→ **Recorded data**:
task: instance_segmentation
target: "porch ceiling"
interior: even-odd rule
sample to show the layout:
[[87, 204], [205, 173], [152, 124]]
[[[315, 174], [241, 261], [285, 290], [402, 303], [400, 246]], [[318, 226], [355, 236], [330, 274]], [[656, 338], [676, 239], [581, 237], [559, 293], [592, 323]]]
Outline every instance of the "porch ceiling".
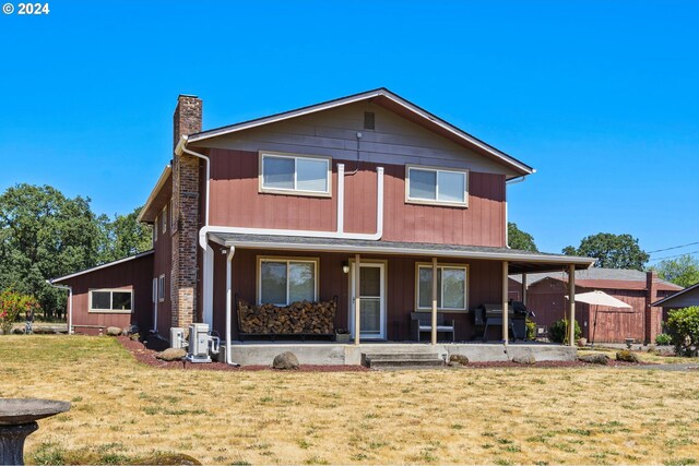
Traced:
[[521, 251], [509, 248], [435, 244], [424, 242], [367, 241], [343, 238], [310, 238], [273, 235], [241, 235], [210, 231], [215, 242], [241, 249], [275, 251], [344, 252], [347, 254], [418, 255], [430, 258], [461, 258], [486, 261], [508, 261], [510, 274], [554, 272], [567, 265], [576, 270], [590, 268], [592, 258]]

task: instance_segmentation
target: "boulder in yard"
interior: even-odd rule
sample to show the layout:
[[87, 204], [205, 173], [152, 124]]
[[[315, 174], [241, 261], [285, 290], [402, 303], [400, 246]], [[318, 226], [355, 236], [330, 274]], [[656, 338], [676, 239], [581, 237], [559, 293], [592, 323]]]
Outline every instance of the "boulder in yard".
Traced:
[[518, 365], [533, 365], [536, 362], [536, 358], [531, 353], [528, 355], [519, 355], [512, 358], [512, 362], [517, 362]]
[[609, 362], [609, 357], [603, 353], [593, 353], [592, 355], [583, 355], [578, 358], [582, 362], [590, 365], [606, 366]]
[[298, 358], [292, 351], [284, 351], [274, 357], [272, 367], [274, 369], [298, 369]]
[[119, 336], [119, 335], [121, 335], [121, 332], [123, 332], [123, 330], [121, 330], [121, 327], [118, 327], [118, 326], [108, 326], [107, 327], [107, 335], [109, 335], [109, 336]]
[[156, 353], [155, 358], [163, 361], [180, 361], [187, 356], [185, 348], [167, 348], [164, 351]]
[[465, 357], [464, 355], [451, 355], [449, 356], [449, 363], [466, 366], [469, 363], [469, 358]]
[[616, 351], [616, 360], [625, 362], [638, 362], [638, 356], [636, 356], [636, 353], [629, 351], [628, 349], [621, 349], [620, 351]]

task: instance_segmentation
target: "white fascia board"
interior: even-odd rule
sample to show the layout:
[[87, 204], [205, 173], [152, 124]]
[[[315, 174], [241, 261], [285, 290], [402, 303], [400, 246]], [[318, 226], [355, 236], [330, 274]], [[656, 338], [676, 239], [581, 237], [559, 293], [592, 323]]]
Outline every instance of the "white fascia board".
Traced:
[[522, 163], [520, 163], [519, 160], [513, 159], [512, 157], [510, 157], [509, 155], [496, 150], [495, 147], [478, 141], [477, 139], [471, 136], [470, 134], [461, 131], [460, 129], [458, 129], [457, 127], [446, 122], [445, 120], [423, 110], [422, 108], [411, 104], [410, 101], [403, 99], [402, 97], [391, 93], [390, 91], [386, 91], [386, 89], [377, 89], [377, 91], [370, 91], [368, 93], [364, 93], [364, 94], [358, 94], [352, 97], [346, 97], [346, 98], [342, 98], [342, 99], [337, 99], [337, 100], [332, 100], [325, 104], [319, 104], [319, 105], [315, 105], [315, 106], [310, 106], [310, 107], [305, 107], [303, 109], [299, 110], [292, 110], [292, 111], [287, 111], [284, 113], [279, 113], [279, 115], [274, 115], [271, 117], [266, 117], [266, 118], [260, 118], [257, 120], [252, 120], [252, 121], [248, 121], [246, 123], [240, 123], [240, 124], [234, 124], [230, 127], [224, 127], [224, 128], [220, 128], [217, 130], [212, 130], [212, 131], [204, 131], [202, 133], [199, 134], [192, 134], [189, 136], [188, 142], [189, 143], [197, 143], [200, 141], [204, 141], [208, 139], [212, 139], [212, 138], [216, 138], [216, 136], [221, 136], [221, 135], [225, 135], [225, 134], [232, 134], [232, 133], [236, 133], [239, 131], [245, 131], [245, 130], [249, 130], [251, 128], [257, 128], [257, 127], [261, 127], [264, 124], [270, 124], [270, 123], [275, 123], [279, 121], [284, 121], [284, 120], [288, 120], [291, 118], [296, 118], [296, 117], [301, 117], [305, 115], [309, 115], [309, 113], [315, 113], [317, 111], [323, 111], [323, 110], [328, 110], [331, 108], [335, 108], [335, 107], [341, 107], [343, 105], [347, 105], [347, 104], [354, 104], [356, 101], [360, 101], [360, 100], [366, 100], [372, 97], [378, 97], [378, 96], [383, 96], [387, 97], [389, 99], [391, 99], [392, 101], [394, 101], [395, 104], [402, 106], [403, 108], [406, 108], [407, 110], [412, 111], [413, 113], [419, 116], [420, 118], [431, 121], [433, 123], [439, 126], [440, 128], [442, 128], [446, 131], [449, 131], [450, 133], [454, 134], [455, 136], [469, 142], [470, 144], [481, 148], [482, 151], [487, 152], [488, 154], [494, 155], [495, 157], [499, 158], [501, 162], [509, 164], [513, 167], [516, 167], [517, 169], [525, 172], [526, 175], [532, 175], [533, 172], [535, 172], [536, 170], [529, 167], [528, 165], [524, 165]]
[[[215, 234], [213, 234], [215, 235]], [[352, 244], [313, 244], [313, 243], [270, 243], [266, 241], [237, 241], [223, 240], [226, 247], [236, 248], [250, 248], [250, 249], [270, 249], [270, 250], [312, 250], [323, 252], [347, 252], [347, 253], [381, 253], [381, 254], [394, 254], [394, 255], [426, 255], [426, 256], [443, 256], [443, 258], [463, 258], [463, 259], [484, 259], [484, 260], [501, 260], [501, 261], [516, 261], [516, 262], [535, 262], [543, 264], [576, 264], [587, 265], [590, 267], [594, 264], [595, 260], [590, 258], [579, 258], [574, 255], [518, 255], [507, 252], [481, 252], [481, 251], [455, 251], [449, 249], [442, 250], [425, 250], [425, 249], [411, 249], [411, 248], [384, 248], [381, 246], [376, 247], [363, 247]]]
[[58, 282], [64, 282], [67, 279], [70, 279], [70, 278], [73, 278], [73, 277], [76, 277], [76, 276], [80, 276], [80, 275], [84, 275], [84, 274], [88, 274], [91, 272], [98, 271], [100, 268], [107, 268], [107, 267], [110, 267], [112, 265], [118, 265], [118, 264], [122, 264], [125, 262], [133, 261], [134, 259], [143, 258], [144, 255], [153, 254], [154, 252], [155, 252], [155, 250], [151, 249], [150, 251], [141, 252], [139, 254], [131, 255], [129, 258], [119, 259], [118, 261], [108, 262], [106, 264], [97, 265], [96, 267], [92, 267], [92, 268], [85, 268], [84, 271], [75, 272], [74, 274], [66, 275], [66, 276], [58, 277], [58, 278], [51, 278], [48, 282], [50, 284], [55, 284], [55, 283], [58, 283]]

→ **Goal**: Copy out the rows word for word, beginning at the very start of the rows and continuing through the line that contains "268], [592, 258]]". Leave the pictures out of your copy.

→ **Task output**:
task: instance_segmentation
target: "porch ceiling"
interior: even-odd rule
sample to show the layout:
[[87, 204], [205, 173], [152, 124]]
[[[315, 174], [241, 261], [285, 290], [402, 303], [400, 246]], [[318, 226], [355, 236], [330, 274]], [[656, 338], [676, 239], [581, 237], [559, 293], [592, 323]]]
Outline every instance of the "porch ceiling".
Traced:
[[521, 251], [509, 248], [435, 244], [424, 242], [367, 241], [343, 238], [310, 238], [273, 235], [241, 235], [210, 231], [215, 242], [241, 249], [275, 251], [344, 252], [347, 254], [418, 255], [430, 258], [461, 258], [486, 261], [508, 261], [510, 274], [554, 272], [567, 265], [576, 270], [590, 268], [592, 258]]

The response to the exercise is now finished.